* **Short exercise 1**:
According to the summer associate playbook, how many years did Nyssa serve on Perkins Coie's summer associate committee?
* **Short exercise 2**:
Rewrite the passage of the summer associate playbook starting with "If you’re reading" and going on through "nerves. Welcome (back)!", substituting "phone" for "laptop".

* **Selected text**:
The Exceptional Summer Associate Playbook [SPECIAL EDITION]
An insider's perspective on the unwritten and unspoken rules of a BigLaw summer.
If you’re reading this, you’re likely about to walk into your first day as a BigLaw summer associate. You have a new badge, a new laptop, a stack of orientation paperwork, and a stomach full of nerves. Welcome (back)!
About me
I’m Nyssa, a privacy and data security attorney at Perkins Coie, a first-generation lawyer, and the author of Mentor in Law—this Substack and a monthly column in Colorado Lawyer magazine. I’m also Co-Chair of NAPABA’s Data Security and Privacy Committee and the Denver City Lead for the Leadership Council on Legal Diversity (LCLD). For three years, I served on Perkins Coie’s summer associate committee, which means I’ve spent three full summers on the other side of the table—recruiting, evaluating, mentoring, and watching what separates the summer associates who get offers from the ones who don’t. This is the playbook I wish someone had handed me, so I hope it helps you.

* **Collected material**:

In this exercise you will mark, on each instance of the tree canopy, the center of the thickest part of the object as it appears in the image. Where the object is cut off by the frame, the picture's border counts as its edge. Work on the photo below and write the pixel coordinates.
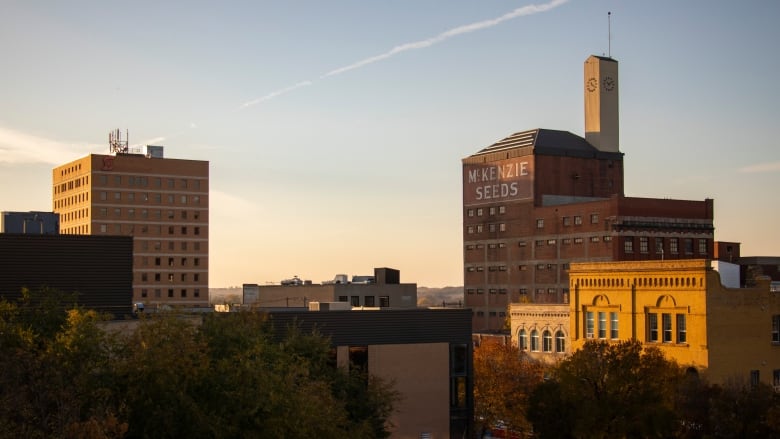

* **Written response 1**:
Three years.

* **Written response 2**:
If you’re reading this, you’re likely about to walk into your first day as a BigLaw summer associate. You have a new badge, a new phone, a stack of orientation paperwork, and a stomach full of nerves. Welcome (back)!